- **EXERCISE TEXT**:
=-=-=
Crypto wallets are software, apps, or hardware devices that allow you to interact with several blockchain networks by facilitating sending and receiving cryptocurrencies. They allow you to store, send, and receive cryptocurrencies. Simply put, crypto wallets are used to manage your public keys and private keys.
You may argue, crypto coins aren’t physical but are digital codes that represent value. So, what are we storing in crypto wallets? What is a Bitcoin wallet or ERC20 wallet used for? Hold on, this article will answer these questions and many more.
Let’s get started.
Private Keys and Public Keys
When you say you own a certain amount of Ethereum tokens (or any cryptocurrency), you don’t own physical coins. Instead, you own the private keys to access those crypto funds. While your private keys give access to your crypto assets, public keys allow you to receive cryptocurrencies. Public keys are the digital addresses of your crypto accounts. Think of private keys and public keys as your bank account password and bank account number.
Remember, no one can trace your private keys using your public keys. However, compromising your private keys will cost you your crypto holdings.
Where to Store Cryptocurrencies?
Crypto thefts are all over the place; one mistake, and your crypto funds are gone.
Storing your crypto funds on exchange platforms is not recommended as they will have access to your private keys. And as discussed earlier, one who has the private keys has access to the cryptocurrencies attached to them. Thus, you should store your crypto tokens in crypto wallets as then, only you will have access to your private keys.
Different Types of Crypto Wallets
There is no one-fit-for-all crypto wallets. Different cryptocurrency wallets serve different purposes. Some are used to store funds that you trade every day, while some are suitable to store large holdings.
=-=-=
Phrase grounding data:
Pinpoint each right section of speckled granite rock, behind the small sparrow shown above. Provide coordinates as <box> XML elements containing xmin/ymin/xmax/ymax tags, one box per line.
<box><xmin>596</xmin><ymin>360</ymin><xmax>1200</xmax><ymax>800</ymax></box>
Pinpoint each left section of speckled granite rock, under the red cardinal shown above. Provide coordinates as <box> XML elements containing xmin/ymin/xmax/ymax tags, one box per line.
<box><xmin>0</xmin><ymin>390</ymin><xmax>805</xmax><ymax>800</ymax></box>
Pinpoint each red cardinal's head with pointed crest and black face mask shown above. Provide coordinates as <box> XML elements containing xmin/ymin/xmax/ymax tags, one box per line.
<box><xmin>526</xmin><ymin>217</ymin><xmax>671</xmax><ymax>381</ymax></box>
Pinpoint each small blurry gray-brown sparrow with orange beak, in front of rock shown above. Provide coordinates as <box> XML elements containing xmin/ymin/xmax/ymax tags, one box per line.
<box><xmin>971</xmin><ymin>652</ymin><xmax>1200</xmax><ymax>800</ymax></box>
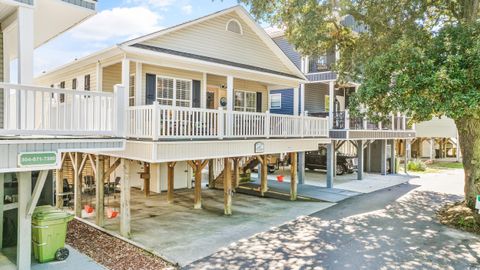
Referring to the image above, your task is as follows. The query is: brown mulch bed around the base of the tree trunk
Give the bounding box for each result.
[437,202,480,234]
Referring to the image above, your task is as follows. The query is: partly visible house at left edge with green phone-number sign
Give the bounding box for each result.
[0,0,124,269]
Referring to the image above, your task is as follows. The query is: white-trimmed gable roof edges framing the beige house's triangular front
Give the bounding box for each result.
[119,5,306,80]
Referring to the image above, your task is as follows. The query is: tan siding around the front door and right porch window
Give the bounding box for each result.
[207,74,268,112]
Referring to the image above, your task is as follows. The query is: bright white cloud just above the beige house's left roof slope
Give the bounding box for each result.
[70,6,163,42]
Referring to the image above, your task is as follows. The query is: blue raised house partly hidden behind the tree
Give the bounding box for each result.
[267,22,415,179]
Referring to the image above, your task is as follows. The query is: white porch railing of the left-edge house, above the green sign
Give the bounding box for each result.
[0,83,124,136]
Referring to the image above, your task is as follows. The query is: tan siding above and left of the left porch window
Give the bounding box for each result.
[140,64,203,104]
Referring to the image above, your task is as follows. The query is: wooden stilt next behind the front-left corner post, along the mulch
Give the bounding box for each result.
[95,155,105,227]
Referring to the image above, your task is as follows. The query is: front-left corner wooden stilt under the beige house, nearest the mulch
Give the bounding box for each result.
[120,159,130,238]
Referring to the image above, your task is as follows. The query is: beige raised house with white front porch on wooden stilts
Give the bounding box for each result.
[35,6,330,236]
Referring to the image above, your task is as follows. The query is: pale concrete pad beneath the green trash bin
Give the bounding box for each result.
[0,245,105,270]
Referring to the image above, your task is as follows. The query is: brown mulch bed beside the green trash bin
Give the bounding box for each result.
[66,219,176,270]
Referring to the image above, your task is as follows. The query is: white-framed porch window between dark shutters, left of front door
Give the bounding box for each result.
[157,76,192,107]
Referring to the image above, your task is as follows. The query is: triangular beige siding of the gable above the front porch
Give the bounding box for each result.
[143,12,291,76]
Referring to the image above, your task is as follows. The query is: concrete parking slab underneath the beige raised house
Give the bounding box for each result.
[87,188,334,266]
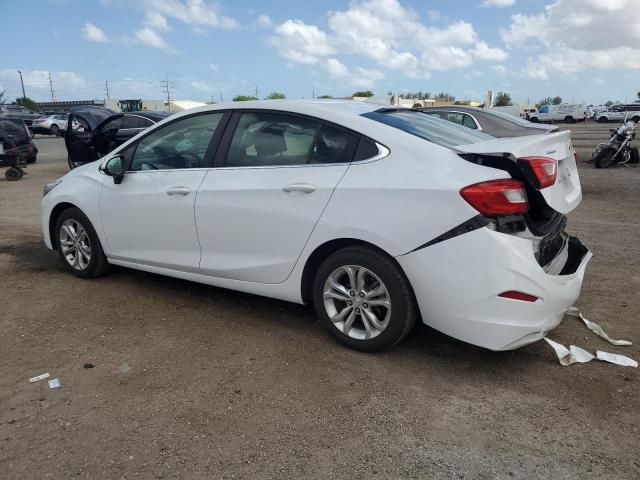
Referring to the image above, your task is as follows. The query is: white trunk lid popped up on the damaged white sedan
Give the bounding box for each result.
=-=-=
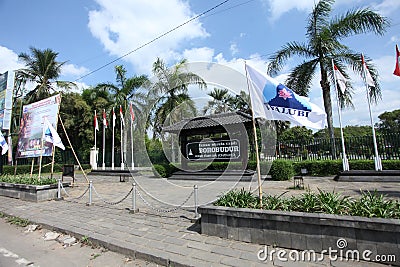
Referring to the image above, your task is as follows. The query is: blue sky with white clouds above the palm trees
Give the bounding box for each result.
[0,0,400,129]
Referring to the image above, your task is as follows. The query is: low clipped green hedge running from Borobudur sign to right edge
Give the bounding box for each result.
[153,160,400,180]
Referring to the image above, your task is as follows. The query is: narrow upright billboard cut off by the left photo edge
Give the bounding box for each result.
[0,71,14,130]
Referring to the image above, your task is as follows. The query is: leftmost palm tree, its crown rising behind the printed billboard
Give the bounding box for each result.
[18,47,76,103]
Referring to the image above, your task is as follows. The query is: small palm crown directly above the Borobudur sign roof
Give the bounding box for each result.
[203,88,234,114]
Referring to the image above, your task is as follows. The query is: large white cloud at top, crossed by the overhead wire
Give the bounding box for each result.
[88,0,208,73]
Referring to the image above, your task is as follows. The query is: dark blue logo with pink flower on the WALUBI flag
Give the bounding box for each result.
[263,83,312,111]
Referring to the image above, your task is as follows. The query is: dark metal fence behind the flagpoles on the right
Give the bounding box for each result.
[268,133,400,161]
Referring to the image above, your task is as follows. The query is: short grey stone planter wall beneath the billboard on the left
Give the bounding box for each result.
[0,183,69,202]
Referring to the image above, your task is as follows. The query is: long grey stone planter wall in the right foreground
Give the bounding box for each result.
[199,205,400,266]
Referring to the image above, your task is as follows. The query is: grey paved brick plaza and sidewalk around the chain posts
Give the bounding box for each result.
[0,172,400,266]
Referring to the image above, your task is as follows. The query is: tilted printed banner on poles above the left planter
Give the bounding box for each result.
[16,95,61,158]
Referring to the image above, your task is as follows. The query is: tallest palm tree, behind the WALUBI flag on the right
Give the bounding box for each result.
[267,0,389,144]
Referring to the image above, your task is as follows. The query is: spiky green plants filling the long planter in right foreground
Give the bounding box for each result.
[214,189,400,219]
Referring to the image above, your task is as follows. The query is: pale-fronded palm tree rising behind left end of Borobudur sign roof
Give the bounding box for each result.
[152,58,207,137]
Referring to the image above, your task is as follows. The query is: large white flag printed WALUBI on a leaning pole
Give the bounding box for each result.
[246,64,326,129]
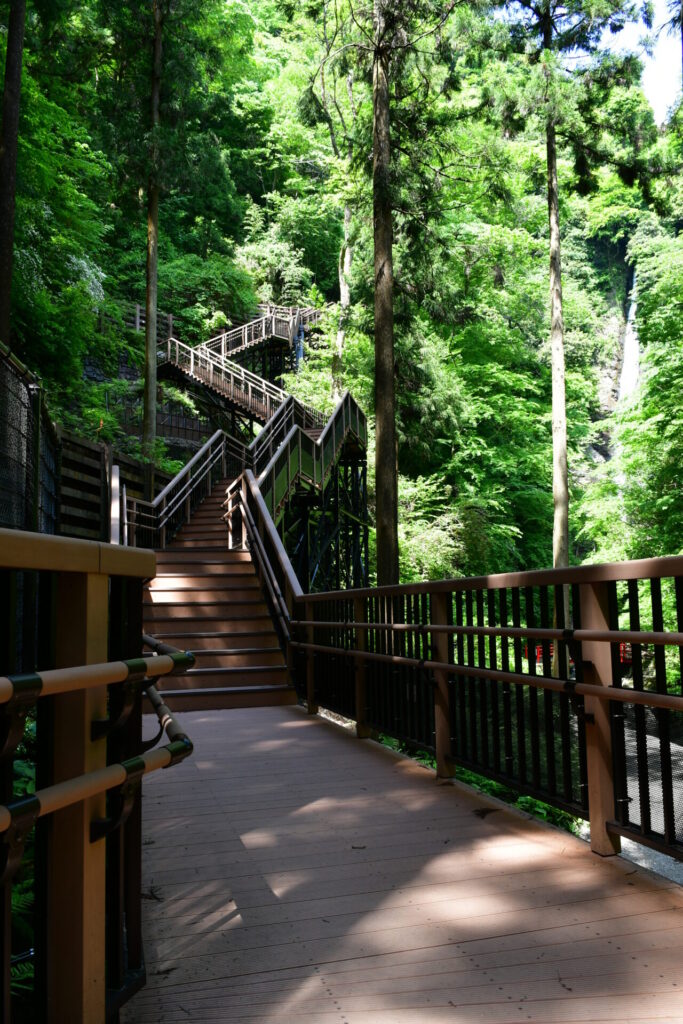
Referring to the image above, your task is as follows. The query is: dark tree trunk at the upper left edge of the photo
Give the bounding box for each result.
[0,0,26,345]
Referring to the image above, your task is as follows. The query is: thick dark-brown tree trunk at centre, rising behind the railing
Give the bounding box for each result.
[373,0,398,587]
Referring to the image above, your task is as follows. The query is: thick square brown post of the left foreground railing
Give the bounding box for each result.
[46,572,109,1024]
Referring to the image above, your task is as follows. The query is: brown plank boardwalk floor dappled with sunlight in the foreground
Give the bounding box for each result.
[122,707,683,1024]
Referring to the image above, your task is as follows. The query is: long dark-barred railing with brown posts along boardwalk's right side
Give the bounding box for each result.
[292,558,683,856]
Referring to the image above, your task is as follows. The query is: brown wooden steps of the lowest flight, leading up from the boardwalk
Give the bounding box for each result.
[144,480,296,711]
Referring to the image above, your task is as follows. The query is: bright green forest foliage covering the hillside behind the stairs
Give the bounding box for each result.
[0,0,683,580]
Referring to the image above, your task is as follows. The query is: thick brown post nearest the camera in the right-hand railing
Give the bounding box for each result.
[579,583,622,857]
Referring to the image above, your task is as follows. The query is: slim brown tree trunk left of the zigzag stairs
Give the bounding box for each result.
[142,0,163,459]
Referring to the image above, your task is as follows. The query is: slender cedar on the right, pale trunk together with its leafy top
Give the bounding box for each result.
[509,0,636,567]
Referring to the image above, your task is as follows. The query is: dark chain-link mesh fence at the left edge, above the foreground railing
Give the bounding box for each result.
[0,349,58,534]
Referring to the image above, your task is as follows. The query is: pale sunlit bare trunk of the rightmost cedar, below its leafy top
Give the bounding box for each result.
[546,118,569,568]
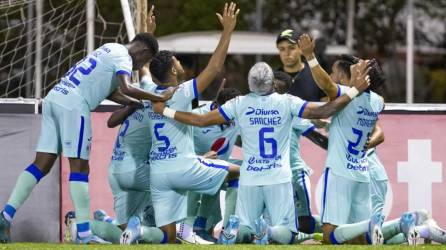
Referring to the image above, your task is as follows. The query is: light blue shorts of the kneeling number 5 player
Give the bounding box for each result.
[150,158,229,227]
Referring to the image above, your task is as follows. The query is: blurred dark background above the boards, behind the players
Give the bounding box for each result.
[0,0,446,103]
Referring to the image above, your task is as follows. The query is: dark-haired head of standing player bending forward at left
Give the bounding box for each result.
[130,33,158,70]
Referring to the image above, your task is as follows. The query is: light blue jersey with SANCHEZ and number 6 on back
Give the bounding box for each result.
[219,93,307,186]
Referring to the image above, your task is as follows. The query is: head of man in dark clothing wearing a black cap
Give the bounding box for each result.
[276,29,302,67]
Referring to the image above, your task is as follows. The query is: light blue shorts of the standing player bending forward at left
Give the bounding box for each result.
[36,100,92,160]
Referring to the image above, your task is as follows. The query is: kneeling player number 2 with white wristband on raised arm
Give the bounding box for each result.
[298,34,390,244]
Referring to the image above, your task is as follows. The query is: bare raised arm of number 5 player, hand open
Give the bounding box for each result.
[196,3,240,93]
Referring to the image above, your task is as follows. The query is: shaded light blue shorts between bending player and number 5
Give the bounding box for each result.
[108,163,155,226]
=-=-=
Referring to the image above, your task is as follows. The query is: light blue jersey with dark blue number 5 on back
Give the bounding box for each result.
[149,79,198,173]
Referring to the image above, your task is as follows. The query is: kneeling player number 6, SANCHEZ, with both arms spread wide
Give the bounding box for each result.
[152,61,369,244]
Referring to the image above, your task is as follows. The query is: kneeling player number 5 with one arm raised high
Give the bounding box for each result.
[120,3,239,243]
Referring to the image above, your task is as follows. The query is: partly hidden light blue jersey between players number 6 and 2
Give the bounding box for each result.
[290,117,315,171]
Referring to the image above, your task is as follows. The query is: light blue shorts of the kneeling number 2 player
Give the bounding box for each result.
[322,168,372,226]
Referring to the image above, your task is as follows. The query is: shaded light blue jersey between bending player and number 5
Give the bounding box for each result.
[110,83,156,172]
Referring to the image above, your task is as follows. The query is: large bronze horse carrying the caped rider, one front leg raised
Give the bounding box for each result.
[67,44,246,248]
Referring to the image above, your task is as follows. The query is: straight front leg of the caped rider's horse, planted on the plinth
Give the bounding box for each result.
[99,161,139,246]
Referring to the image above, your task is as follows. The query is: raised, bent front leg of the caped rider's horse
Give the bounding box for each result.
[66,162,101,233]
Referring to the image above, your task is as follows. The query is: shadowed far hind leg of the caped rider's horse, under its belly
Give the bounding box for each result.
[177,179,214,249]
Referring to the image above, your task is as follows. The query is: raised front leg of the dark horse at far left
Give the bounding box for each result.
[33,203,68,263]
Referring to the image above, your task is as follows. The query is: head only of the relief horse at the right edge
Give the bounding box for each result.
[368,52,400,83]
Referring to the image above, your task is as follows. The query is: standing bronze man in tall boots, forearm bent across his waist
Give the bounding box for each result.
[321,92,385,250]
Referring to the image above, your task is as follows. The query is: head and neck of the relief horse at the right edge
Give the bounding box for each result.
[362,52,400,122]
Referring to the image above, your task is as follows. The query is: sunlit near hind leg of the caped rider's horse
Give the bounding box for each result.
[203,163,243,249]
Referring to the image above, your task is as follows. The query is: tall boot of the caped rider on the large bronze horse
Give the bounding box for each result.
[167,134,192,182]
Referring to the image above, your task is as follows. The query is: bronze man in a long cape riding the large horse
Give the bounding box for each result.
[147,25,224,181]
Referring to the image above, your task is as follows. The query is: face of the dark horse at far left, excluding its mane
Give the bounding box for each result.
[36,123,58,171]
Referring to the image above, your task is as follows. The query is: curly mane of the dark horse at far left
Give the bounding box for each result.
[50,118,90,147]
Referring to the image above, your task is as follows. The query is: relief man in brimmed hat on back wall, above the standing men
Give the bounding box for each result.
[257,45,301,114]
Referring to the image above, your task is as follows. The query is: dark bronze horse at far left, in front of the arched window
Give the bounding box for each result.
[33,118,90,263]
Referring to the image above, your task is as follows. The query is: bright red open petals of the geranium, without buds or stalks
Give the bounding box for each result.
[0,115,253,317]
=-=-=
- **EXERCISE REQUIREMENTS**:
1. In the crypto wallets text, what are private keys and public keys likened to?
2. Write the next part of the text on crypto wallets, picking up right after its final sentence.

- **RESPONSES TO THE TASKS**:
1. A bank account password and a bank account number.

2.
Also, wallets are crypto-specific; for instance, a Bitcoin wallet will store BTC units, while an ERC20 wallet is used to store Ethereum and ERC20 tokens. Nonetheless, some wallets are multi-currency wallets that support several cryptocurrencies.
There are three types of crypto wallets –
1. Software Wallets (Hot Wallets)
Software wallets are connected to the internet. These hot wallets are suitable for storing crypto tokens that you often trade.
These are the types of software wallets –
- Web: Web wallets are used to access your funds via a browser interface without downloading any software. Most of the browser-based wallets hold and manage your private keys, while some wallets give you total control of your private keys.
- Desktop: A desktop wallet is a wallet software that is locally stored on your personal computer. These wallets give you full control over your funds.
- Mobile: As the name suggests, mobile wallets are applications installed on your smartphone. Such wallets are convenient when you access your funds more often for trading. Mobile wallets give you full authority over your crypto assets.
As software wallets generate your private keys over the internet, they cannot be labeled 100% safe.
Take the following measures to secure your hot wallets –
- Activate two-factor authentication and set a complex password/pin.
- Keep your software wallet updated.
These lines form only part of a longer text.